Can you copy the listing word for word, starting at its first line and ending with the line that contains "M82 404L82 375L81 361L54 326L0 327L0 404Z", with both of those lines included?

# Start of Provided information

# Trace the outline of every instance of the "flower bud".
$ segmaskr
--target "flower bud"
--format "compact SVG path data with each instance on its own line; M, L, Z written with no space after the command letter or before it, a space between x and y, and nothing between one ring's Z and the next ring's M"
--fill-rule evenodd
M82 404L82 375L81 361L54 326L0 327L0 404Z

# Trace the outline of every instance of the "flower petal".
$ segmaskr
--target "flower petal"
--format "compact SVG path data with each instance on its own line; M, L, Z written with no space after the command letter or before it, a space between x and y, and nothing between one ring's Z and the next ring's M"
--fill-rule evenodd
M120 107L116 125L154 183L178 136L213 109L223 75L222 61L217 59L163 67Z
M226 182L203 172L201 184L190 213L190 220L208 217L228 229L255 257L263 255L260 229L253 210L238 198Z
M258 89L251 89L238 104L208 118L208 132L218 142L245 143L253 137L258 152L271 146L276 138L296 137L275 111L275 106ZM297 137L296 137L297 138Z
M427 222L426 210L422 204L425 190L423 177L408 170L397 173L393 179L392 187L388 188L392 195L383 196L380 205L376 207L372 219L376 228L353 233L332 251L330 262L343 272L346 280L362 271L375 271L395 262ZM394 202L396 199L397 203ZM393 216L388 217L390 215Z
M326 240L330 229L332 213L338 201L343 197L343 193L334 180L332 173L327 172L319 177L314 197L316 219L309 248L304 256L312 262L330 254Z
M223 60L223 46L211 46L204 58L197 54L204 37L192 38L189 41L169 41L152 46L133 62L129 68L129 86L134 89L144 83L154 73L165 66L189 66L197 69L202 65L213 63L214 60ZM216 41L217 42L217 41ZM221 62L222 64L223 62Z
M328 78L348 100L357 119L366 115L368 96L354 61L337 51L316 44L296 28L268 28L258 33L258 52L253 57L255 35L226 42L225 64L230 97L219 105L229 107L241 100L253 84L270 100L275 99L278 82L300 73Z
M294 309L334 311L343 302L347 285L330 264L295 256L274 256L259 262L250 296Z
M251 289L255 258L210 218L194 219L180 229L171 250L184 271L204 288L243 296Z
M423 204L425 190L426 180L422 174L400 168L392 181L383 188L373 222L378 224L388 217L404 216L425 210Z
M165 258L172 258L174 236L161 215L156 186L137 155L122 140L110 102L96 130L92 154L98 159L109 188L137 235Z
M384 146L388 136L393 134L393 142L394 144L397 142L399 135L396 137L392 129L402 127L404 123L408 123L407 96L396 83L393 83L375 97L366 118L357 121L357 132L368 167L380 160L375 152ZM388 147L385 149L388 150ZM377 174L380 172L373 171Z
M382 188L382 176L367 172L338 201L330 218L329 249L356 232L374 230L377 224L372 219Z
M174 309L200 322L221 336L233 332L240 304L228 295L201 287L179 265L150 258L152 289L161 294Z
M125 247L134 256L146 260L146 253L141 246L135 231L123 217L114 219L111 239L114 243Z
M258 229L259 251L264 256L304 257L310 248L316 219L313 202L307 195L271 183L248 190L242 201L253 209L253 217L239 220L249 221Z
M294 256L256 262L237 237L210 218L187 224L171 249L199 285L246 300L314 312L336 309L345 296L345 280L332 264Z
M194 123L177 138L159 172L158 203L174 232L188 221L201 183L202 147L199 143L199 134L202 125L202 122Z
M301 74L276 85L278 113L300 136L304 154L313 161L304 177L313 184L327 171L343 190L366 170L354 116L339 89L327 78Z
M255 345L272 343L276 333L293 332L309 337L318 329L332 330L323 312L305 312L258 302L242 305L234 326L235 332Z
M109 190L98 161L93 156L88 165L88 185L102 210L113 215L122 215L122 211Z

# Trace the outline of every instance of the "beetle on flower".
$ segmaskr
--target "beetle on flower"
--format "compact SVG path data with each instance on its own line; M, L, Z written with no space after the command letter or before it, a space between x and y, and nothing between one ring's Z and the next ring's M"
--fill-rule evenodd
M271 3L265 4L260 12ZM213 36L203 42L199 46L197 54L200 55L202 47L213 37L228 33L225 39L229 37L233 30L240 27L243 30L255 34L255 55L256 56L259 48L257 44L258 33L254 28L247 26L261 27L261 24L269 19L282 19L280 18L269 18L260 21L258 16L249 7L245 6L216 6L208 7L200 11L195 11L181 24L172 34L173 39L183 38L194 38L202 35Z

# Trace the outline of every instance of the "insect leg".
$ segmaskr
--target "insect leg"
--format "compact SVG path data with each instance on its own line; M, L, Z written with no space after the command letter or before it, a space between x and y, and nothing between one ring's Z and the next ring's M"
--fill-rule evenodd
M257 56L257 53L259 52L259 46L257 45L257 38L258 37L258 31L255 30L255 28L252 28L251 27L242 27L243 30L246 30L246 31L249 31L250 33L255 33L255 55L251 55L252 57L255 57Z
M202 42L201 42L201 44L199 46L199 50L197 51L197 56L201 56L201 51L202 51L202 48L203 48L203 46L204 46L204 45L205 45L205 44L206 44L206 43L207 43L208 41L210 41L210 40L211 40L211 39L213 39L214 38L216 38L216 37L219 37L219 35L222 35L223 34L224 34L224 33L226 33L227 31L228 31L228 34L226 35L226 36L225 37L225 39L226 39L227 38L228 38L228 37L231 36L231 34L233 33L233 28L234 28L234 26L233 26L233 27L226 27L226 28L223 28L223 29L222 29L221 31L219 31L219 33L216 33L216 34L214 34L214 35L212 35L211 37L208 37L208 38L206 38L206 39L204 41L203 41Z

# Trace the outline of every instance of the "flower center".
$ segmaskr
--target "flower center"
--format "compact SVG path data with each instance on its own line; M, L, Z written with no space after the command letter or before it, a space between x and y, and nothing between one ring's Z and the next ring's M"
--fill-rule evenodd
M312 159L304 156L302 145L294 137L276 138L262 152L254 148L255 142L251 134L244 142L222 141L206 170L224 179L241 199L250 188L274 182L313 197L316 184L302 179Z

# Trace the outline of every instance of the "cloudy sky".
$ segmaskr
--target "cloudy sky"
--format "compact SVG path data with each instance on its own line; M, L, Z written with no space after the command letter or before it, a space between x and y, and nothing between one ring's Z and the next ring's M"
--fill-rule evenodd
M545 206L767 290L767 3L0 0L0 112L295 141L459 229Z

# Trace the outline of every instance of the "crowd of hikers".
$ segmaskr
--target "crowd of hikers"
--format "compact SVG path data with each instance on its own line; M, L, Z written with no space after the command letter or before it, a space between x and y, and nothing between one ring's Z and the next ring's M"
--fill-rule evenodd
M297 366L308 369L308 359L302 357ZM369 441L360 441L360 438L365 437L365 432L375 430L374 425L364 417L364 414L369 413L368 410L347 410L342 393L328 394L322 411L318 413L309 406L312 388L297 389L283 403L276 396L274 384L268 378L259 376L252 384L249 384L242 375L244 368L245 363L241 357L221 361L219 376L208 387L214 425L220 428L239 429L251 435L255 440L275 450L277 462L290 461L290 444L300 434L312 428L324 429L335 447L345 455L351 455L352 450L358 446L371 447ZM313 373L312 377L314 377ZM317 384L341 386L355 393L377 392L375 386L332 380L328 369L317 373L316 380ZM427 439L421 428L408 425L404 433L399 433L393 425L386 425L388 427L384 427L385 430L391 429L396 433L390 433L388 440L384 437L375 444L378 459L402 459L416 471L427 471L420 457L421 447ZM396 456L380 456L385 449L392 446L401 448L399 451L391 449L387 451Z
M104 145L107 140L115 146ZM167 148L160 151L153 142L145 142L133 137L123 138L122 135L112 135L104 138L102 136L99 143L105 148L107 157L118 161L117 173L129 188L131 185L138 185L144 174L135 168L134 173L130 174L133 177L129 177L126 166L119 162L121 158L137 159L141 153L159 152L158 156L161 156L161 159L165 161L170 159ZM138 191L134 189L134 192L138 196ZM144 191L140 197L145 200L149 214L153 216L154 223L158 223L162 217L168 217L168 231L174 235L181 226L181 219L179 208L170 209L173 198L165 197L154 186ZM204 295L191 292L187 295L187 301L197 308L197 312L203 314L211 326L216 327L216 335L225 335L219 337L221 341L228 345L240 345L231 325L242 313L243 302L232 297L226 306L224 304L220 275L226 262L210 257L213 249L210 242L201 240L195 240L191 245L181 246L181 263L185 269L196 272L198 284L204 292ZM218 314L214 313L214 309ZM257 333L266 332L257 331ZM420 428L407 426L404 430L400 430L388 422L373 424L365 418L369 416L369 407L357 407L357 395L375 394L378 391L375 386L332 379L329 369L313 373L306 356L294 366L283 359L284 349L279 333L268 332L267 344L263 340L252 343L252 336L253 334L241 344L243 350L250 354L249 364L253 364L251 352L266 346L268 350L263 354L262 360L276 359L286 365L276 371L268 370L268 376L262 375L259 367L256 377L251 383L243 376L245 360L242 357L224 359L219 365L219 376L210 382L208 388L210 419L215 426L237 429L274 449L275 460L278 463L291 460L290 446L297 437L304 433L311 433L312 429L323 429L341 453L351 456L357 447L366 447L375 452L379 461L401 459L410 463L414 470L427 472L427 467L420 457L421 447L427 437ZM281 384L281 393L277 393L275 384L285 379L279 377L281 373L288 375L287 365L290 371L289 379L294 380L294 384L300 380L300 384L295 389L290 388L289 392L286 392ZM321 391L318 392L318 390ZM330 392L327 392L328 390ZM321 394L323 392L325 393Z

# End of Provided information

* [Written solution]:
# Trace the outline of every instance of the "flower bud".
$ segmaskr
--target "flower bud"
--format "compact SVG path data with each instance on its own line; M, L, Z written with no space after the command letter or before it, a space between x and y, and nothing between one ring's Z and the next ring's M"
--fill-rule evenodd
M82 404L82 375L81 361L54 326L0 327L0 404Z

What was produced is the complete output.